One way to get errors out of the system is through LEDs. There are four system LEDs; however, the system does not want to release them, and it is inconvenient to get access to them from the PRU. You have to bypass the universal cape definitions. This is bad practice.
Another way to get LEDs is to breadboard an external circuit and connect it to the digital outputs. This is how TI has done the job in its training. Maybe I’ll redo this blog in the future and include something like that. The difficulty here is that LEDs are current hogs and the digital outputs from the PRU are wimpy. It is a terrible idea to directly connect an LED to a digital output. This means wiring a transistor between 5v and ground and connecting a digital output to the base of the transistor.

---

Task description:
State whether each statement agrees with the text above on getting errors out through LEDs, answering yes or no and quoting the words of the text that decide it. 1. The system has four LEDs of its own. 2. Connecting an LED straight to a PRU digital output is a sound approach. 3. TI's training uses an external circuit wired to the digital outputs. The listing comes from a separate source.

Given data:
---

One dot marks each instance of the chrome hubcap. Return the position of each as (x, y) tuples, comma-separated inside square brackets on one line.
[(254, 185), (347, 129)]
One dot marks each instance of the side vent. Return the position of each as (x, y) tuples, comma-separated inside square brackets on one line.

---

Task solution:
1. Yes: "There are four system LEDs"
2. No: "It is a terrible idea to directly connect an LED to a digital output."
3. Yes: "This is how TI has done the job in its training."